Bazı glioblastoma tümörleri immünoterapiye yanıt verebilse de, bu yanıt şu anda yalnızca enfeksiyon ve kanama riski taşıyan bir prosedür olan cerrahi beyin biyopsisi yoluyla değerlendirilebiliyor.

Bu nedenle, glioblastoma tümörleri nadiren tümörü çıkarmak için ameliyattan önce biyopsi yapılmakta ve hastalar durumlarını iyileştirebilecek ileri tedavilere erişememektedir.

Araştırmacıların, riskli bir biyopsiye gerek kalmadan immünoterapi ilaçlarından faydalanabilecek hastaları belirleyebilecek yeni bir görüntüleme tekniği geliştirmesiyle birlikte umutlar yeşeriyor.

Şarku’l Avsat’ın araştırmayı yürüten sağlık ekibinden edindiği bilgilere göre Luton'da yaşayan 62 yaşındaki mühendis Paul Reid, denemeye katılan ilk hasta oldu ve tümörünün sadece birkaç hafta içinde yarı yarıya küçüldü.

- Verilen satırlar:
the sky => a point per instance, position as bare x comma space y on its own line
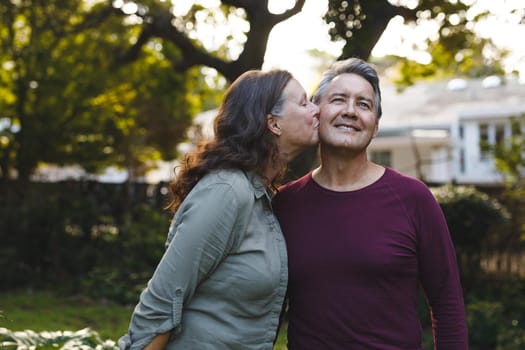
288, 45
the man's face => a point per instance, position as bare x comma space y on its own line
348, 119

...

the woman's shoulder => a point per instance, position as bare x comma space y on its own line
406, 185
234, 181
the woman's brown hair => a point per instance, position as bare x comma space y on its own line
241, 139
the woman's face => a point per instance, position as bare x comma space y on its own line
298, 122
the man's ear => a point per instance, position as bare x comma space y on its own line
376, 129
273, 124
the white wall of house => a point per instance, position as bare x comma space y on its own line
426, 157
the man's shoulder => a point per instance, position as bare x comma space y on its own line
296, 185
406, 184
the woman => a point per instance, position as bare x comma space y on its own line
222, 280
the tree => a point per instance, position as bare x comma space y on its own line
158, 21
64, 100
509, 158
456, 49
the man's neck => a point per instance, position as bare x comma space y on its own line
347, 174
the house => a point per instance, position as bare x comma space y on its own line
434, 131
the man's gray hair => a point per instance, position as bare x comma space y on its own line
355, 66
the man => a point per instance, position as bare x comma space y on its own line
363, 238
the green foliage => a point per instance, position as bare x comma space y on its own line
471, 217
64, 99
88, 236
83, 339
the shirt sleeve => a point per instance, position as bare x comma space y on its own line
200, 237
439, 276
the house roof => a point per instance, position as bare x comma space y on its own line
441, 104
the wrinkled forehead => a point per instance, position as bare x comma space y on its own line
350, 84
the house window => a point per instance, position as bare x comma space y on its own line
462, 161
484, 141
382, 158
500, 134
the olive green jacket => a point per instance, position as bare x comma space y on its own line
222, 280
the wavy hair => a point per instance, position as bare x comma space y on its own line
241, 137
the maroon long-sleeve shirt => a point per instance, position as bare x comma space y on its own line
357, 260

...

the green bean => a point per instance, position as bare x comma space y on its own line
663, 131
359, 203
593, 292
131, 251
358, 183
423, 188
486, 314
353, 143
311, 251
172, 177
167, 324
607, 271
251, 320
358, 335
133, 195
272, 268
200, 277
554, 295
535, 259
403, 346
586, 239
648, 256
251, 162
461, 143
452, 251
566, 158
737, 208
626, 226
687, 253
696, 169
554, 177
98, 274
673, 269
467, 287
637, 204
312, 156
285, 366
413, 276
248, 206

- Verilen görev 1: Glioblastoma metninde "Şarku’l Avsat’ın araştırmayı" sözlerinin bulunduğu yerden başlayıp "yarı yarıya küçüldü." sözlerinden sonra biten kısmı, "mühendis" ifadesini "öğretmen" olarak değiştirerek yeniden yazın.
- Verilen görev 2: Glioblastoma metninde geçen bütün özel adları sıralayın.
Satırlar bu çalışmada hiçbir rol oynamaz.

- Cevap bölümü 1:
Şarku’l Avsat’ın araştırmayı yürüten sağlık ekibinden edindiği bilgilere göre Luton'da yaşayan 62 yaşındaki öğretmen Paul Reid, denemeye katılan ilk hasta oldu ve tümörünün sadece birkaç hafta içinde yarı yarıya küçüldü.

- Cevap bölümü 2: Şarku’l Avsat, Luton, Paul Reid